++++ Source extract
With the rise in agricultural demand towards the year 2020, the major effect of siltation becomes the reduction in average agricultural supply.

These cost curves were obtained by valuing energy production and irrigation water at their opportunity cost (0.7 DH/kwh): market cost of substitute energy production and value of lost farm production (0.4 DH/m³).

If the cost of siltation in cubic metres of sediment is calculated on the basis of the discount rate and opportunity cost of water, this gives indicators of the off-site costs of soil loss that can be used to justify investments in soil conservation. Any investment in erosion control can be analysed by reckoning the total cubic metres stabilized over the period under consideration in terms of the major costs (Table 7).

Bearing in mind the site, this indicator is more sensitive to discount rate than to other parameters.

This indicates that on this site the choice of mechanical techniques with immediate impact (civil engineering) cannot be justified by reasons of siltation control if they are more expensive or less reliable in the medium term than less-immediate biological conservation techniques (e.g. reforestation).

ANALYSIS OF AGRICULTURAL POLICIES

Historians have often seen the loss of competitiveness of farming in the upper watershed compared to that in the lower as a major cause of population transfer and pressure on resources.

If such migration is to be reduced, mountain economies need to focus more on their comparative advantages (e.g. tourism, quality mountain produce such as cheese, fruit and honey) (Seznec 1992).

A recent study on production support in Morocco in terms of producer subsidy equivalent (PSE) shows that price policy has provided much less support to traditional farm produce from the foothills and mountain areas (barley, durum wheat, olives and sheep: PSE = 0 to 0.1) than to modern irrigated production (sugar, soft wheat, rapeseed, beet, pure-bred cattle: PSE = 0.3 to 1.5).

CONCLUSION: LINES OF RESEARCH TO BE DEVELOPED

• Improve knowledge of land-use systems in mountain regions.
• Calculate erosion economics in terms of yield losses/cumulative erosion.
• Effect of agricultural policies on integrated watershed development.

CONCLUSION: NEED FOR A SOCIOLOGICAL AND ECONOMIC ANALYSIS OF EROSION CRISES AND FARMERS' EXPECTATIONS

In world terms, soil degradation is worrying, but has not yet reached disastrous proportions.
++++++++
++++ Dataset excerpts
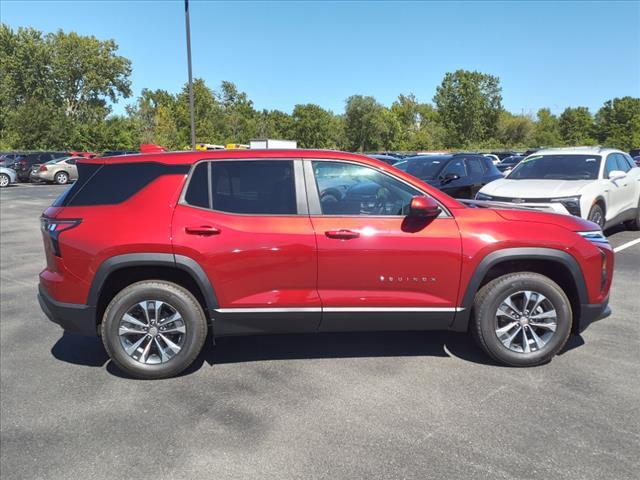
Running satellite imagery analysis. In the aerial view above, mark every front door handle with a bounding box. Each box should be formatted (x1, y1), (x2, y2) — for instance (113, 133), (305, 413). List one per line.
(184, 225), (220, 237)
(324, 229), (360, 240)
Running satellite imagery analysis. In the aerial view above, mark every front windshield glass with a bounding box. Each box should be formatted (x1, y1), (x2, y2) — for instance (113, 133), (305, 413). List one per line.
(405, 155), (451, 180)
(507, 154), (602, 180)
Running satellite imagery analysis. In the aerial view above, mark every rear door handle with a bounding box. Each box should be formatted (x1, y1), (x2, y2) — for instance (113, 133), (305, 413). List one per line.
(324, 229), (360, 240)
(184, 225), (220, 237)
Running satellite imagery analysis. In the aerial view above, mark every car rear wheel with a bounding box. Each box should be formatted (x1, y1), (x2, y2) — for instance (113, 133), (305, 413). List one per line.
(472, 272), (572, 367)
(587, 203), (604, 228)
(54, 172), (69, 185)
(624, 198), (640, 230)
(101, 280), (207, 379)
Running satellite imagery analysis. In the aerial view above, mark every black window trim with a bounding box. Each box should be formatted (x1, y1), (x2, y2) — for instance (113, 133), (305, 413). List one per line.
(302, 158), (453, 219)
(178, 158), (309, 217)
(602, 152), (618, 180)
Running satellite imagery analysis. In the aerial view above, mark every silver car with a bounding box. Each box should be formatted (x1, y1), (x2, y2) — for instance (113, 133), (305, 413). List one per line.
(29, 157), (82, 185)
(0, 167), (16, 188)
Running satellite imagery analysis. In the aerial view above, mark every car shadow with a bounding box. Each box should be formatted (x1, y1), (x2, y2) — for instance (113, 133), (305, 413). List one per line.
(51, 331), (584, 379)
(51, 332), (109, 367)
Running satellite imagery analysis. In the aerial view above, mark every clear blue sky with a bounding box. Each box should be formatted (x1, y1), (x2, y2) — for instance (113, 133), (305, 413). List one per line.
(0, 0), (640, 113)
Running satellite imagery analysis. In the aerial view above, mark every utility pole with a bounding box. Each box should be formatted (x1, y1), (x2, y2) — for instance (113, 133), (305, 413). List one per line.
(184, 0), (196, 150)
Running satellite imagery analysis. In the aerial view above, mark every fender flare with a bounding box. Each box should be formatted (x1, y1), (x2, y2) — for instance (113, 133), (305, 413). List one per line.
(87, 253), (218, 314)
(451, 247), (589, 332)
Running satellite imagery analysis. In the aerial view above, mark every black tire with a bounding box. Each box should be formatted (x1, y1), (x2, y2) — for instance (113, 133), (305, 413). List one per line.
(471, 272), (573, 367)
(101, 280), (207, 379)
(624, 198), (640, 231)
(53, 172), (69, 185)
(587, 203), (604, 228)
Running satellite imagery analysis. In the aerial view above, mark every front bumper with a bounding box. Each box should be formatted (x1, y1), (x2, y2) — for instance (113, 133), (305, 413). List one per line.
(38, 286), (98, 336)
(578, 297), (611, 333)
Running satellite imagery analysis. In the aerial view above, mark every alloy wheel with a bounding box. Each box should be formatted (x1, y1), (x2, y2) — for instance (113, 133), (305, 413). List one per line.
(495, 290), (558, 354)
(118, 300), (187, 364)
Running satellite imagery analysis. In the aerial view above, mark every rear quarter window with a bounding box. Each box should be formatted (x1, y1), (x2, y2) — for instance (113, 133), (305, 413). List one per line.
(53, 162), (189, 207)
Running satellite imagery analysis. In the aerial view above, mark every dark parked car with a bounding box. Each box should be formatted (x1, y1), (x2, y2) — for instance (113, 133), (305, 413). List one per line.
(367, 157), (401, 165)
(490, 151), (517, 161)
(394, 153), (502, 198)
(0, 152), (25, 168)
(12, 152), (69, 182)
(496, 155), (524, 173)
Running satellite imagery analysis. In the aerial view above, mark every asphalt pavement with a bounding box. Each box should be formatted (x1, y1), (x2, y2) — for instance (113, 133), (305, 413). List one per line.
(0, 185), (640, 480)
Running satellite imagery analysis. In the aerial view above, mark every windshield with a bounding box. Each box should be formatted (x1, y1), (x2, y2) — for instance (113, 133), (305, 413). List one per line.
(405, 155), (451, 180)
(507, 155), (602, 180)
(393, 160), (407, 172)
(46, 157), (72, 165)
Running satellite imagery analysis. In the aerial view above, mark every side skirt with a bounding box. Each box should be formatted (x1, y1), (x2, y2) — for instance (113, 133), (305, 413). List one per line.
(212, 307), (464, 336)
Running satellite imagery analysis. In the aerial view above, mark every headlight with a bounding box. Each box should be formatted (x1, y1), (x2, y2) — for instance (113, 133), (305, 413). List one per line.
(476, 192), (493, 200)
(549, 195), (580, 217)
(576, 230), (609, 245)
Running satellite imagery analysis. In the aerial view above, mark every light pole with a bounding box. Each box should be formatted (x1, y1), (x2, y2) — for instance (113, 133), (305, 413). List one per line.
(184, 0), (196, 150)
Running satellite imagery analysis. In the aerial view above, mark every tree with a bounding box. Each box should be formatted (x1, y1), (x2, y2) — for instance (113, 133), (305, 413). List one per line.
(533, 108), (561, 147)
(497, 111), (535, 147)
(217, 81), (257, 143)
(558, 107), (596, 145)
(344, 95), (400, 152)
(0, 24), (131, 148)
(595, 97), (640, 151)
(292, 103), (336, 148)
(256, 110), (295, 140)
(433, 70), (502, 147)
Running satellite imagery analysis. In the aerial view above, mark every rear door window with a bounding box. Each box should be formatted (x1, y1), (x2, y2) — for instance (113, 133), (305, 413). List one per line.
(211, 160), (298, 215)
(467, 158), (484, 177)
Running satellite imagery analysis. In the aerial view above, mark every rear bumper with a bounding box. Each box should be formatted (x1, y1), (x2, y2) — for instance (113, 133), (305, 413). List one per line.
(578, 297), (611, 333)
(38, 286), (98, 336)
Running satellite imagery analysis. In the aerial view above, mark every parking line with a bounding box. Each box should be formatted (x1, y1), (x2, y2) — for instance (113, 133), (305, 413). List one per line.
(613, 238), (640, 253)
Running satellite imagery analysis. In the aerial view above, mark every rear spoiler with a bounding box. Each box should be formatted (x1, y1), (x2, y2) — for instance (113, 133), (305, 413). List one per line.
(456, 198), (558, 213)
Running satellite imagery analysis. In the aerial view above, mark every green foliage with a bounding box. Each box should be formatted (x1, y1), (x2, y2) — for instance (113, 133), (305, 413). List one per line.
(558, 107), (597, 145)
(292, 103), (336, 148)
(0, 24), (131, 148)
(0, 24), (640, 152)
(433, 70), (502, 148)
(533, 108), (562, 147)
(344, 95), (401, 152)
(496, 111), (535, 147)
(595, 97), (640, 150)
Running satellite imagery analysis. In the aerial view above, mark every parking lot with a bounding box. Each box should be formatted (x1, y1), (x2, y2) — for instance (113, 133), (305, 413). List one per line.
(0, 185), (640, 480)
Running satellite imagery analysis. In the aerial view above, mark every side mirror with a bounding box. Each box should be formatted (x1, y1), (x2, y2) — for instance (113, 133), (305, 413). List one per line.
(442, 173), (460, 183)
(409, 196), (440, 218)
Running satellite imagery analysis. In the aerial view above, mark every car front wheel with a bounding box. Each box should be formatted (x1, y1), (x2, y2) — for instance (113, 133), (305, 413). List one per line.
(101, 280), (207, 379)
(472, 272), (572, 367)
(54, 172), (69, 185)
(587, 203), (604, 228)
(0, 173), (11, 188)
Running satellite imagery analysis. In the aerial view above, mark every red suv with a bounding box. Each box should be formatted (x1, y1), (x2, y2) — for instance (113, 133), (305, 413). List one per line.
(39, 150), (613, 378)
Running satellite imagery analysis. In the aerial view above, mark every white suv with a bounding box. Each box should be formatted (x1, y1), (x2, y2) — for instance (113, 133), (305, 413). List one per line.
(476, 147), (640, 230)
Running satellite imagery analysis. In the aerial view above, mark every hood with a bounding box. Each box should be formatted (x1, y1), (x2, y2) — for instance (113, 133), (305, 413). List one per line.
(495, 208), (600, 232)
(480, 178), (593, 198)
++++++++
++++ Dataset excerpts
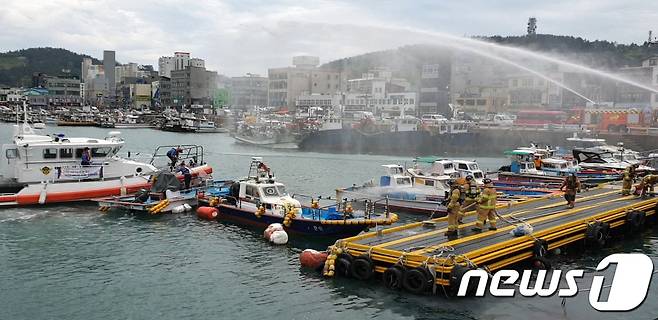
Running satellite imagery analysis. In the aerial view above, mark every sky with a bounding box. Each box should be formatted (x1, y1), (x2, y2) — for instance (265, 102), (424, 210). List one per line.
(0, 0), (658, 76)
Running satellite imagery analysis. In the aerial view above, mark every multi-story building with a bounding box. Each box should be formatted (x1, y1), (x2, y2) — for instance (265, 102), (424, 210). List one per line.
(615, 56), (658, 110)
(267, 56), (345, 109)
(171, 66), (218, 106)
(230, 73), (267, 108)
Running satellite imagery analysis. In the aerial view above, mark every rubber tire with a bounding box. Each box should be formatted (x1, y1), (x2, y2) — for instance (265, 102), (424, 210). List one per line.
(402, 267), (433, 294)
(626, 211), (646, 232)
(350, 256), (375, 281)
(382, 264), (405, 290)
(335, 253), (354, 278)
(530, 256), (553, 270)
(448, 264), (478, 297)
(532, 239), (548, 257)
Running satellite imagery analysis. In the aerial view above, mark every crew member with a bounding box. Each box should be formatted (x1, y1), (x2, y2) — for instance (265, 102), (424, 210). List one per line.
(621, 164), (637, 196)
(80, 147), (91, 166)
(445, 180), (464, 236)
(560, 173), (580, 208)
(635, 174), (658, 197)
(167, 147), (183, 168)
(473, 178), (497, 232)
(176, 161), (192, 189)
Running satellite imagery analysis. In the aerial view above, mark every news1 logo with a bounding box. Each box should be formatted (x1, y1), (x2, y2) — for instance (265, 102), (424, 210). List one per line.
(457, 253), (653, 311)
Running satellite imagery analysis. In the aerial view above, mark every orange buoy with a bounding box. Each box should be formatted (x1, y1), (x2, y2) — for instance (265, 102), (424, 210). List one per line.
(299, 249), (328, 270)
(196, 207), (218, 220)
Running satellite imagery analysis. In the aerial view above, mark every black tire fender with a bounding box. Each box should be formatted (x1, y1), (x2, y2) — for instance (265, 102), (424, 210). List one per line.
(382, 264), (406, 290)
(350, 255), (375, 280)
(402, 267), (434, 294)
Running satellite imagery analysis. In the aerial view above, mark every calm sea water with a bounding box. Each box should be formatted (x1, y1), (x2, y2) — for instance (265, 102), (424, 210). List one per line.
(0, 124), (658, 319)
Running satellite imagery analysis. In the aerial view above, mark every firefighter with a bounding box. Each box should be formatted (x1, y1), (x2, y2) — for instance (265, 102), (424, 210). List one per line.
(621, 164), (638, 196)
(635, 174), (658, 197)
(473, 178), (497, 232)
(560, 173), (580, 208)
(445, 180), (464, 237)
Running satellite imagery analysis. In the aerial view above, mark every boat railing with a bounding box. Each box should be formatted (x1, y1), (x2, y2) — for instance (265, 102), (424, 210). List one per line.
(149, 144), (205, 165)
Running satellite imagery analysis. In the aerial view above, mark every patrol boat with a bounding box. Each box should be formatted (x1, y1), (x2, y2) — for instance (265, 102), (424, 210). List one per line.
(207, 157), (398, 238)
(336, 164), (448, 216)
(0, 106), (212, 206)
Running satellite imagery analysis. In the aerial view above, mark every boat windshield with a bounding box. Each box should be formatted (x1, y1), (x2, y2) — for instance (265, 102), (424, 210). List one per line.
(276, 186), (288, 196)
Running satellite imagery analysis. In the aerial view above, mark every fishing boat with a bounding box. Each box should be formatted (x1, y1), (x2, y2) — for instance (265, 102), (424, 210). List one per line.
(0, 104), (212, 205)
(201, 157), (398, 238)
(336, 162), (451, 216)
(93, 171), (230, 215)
++++++++
++++ Dataset excerpts
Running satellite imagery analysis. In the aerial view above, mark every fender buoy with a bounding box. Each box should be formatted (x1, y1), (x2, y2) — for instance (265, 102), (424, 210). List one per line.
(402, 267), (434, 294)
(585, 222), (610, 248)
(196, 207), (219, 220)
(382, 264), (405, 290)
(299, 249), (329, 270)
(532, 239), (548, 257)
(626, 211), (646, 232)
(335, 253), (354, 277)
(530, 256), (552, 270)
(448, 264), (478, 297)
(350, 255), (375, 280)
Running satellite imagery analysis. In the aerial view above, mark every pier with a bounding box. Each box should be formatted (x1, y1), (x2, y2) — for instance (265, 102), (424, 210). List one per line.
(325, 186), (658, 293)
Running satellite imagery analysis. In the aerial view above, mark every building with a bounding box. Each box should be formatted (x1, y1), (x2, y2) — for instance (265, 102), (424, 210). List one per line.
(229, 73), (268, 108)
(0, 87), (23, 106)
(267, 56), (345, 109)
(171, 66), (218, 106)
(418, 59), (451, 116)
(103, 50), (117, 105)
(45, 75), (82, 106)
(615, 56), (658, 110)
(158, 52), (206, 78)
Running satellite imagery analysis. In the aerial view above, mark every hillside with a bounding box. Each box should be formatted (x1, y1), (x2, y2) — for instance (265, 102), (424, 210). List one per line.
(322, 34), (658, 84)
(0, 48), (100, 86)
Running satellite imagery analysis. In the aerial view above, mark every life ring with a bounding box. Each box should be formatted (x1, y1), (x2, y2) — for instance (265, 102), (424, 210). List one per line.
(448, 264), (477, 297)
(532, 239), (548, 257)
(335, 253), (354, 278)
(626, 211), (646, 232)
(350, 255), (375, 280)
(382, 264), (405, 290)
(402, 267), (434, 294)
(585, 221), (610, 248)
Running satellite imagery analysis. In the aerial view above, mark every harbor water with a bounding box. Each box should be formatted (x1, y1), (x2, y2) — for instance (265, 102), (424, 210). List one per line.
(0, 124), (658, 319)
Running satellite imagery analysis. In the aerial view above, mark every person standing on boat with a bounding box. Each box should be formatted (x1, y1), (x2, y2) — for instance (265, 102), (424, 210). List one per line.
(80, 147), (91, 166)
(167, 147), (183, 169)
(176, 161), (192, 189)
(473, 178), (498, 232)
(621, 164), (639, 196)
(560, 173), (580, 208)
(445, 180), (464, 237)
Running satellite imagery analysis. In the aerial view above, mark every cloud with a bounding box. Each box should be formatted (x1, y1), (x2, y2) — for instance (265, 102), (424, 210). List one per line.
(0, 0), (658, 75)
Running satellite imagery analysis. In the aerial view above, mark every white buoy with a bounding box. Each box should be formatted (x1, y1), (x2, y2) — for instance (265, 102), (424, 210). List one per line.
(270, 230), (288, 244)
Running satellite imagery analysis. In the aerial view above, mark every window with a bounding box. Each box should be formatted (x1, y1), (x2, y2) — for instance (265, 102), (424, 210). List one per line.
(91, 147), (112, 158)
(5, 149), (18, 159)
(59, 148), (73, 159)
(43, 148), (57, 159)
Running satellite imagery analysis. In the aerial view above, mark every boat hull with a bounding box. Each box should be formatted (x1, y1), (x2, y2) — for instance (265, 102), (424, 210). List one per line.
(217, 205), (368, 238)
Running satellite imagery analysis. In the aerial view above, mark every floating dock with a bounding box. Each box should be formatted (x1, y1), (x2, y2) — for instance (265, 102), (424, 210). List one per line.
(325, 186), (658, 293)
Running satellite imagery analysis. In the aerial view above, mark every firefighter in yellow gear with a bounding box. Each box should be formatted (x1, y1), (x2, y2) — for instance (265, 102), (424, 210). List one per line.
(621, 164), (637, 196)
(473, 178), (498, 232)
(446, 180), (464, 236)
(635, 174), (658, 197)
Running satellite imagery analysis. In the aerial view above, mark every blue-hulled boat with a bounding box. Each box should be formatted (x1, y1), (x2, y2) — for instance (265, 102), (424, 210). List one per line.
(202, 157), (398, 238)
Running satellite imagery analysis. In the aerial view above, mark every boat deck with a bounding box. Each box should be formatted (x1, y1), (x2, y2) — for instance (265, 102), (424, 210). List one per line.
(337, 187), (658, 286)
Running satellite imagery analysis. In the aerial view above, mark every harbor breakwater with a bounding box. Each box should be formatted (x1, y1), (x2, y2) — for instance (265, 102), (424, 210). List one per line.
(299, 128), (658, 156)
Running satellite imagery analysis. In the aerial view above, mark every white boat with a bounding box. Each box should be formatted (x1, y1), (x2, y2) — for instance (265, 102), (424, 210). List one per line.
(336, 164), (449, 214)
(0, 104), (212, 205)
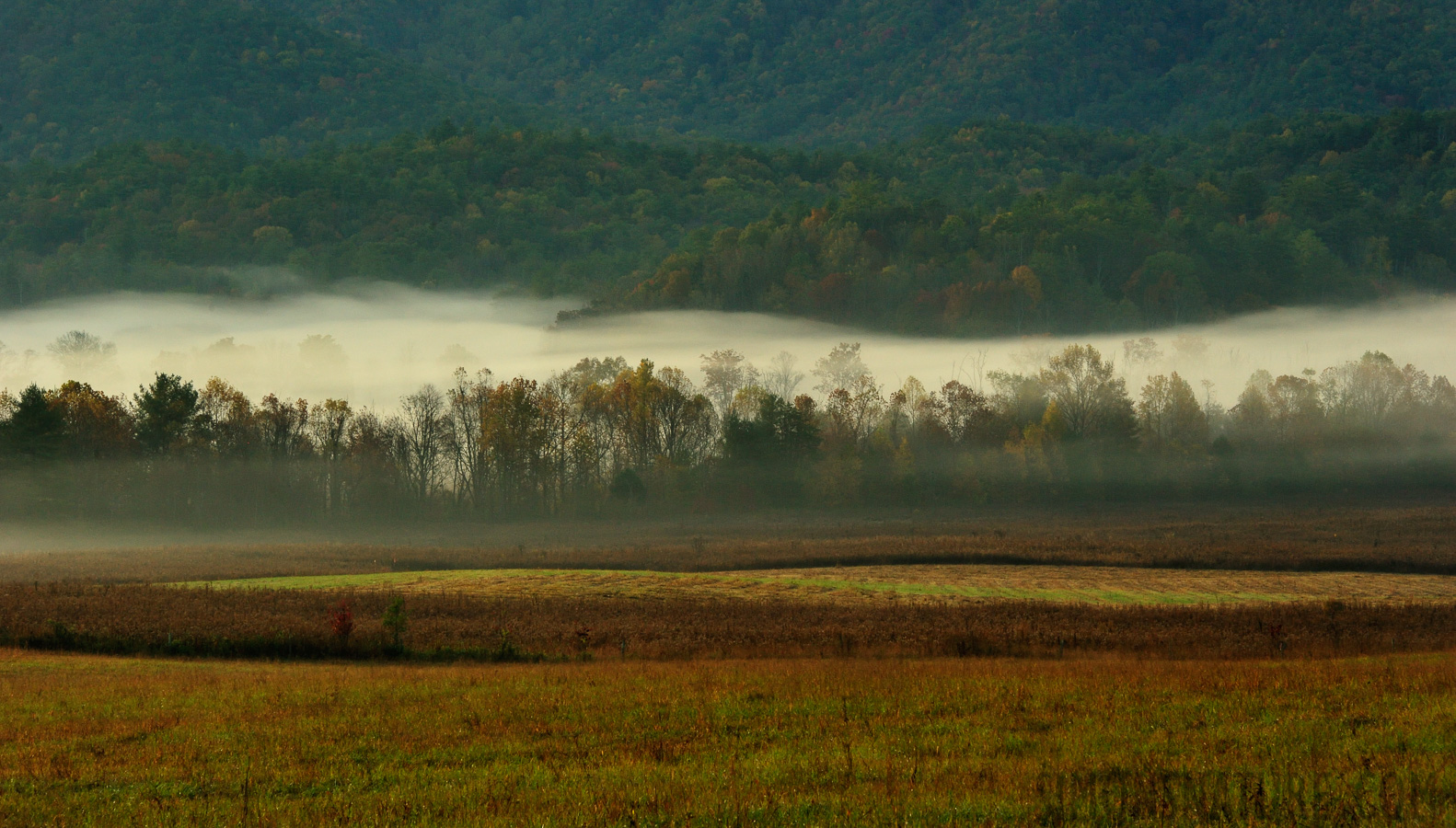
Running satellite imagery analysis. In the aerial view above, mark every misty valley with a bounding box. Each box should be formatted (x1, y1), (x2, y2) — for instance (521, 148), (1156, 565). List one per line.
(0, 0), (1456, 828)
++++++++
▶ [Problems to solve]
**A)** According to the soil erosion passage, what producer subsidy equivalent range applied to modern irrigated production in Morocco?
**B)** Resume the soil erosion passage after its final sentence.
The material above is separate from the soil erosion passage.

▶ [Answer list]
**A)** A PSE of 0.3 to 1.5.

**B)**
However, in local terms, losses in yields and potential production wipe out the profits of smallholders and/or heighten the risk of famine. And famines are reappearing in many places in semi-arid Africa in the wake of strong demographic pressure, lower rainfall and political instability. Adults are migrating from certain regions (e.g. south of the Sahel) to secure additional income to feed their families. This factor must be taken into account, for these migrants will not be on hand for village-based land-use planning programmes that require a large local labour force.

Erosion affects soil productivity to varying degrees, depending, for example, on whether it concerns a deep homogenous soil or a soil in which fertility is confined to the surface horizons. Research is now underway to determine which soils are the most economically viable for investments in erosion control.

The first results clearly indicate that it is more profitable for farmers to invest the limited sums at their command to manage land that has not yet suffered too heavily. However, to date RML and SPR have intervened mainly in heavily degraded areas abandoned by farmers, in order to reduce sediment transport ... and - at a very high price - maintain the quality of the water needed for large-scale irrigation schemes and urban expansion.

If the intention is to enlist farmers' participation, their perspective must obviously be taken into account (which means rapid improvement in land and labour productivity); otherwise the State must provide them with incentives and compensation for their efforts to achieve the national objectives of land stability and/or water quality.

Further study is still needed on the effectiveness, feasibility and comparative costs of the different erosion-control methods and to model the most economic structures for each region.